Print the data below line for line, without changing a single character.

## BEGIN

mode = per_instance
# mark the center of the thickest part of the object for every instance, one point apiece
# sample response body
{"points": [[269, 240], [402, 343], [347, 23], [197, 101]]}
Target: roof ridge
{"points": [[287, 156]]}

## END

> **ANSWER BELOW**:
mode = per_instance
# mark the center of the thickest part of the object for every instance, one point apiece
# sample response body
{"points": [[269, 240], [402, 343], [347, 23], [197, 101]]}
Target: roof ridge
{"points": [[287, 156]]}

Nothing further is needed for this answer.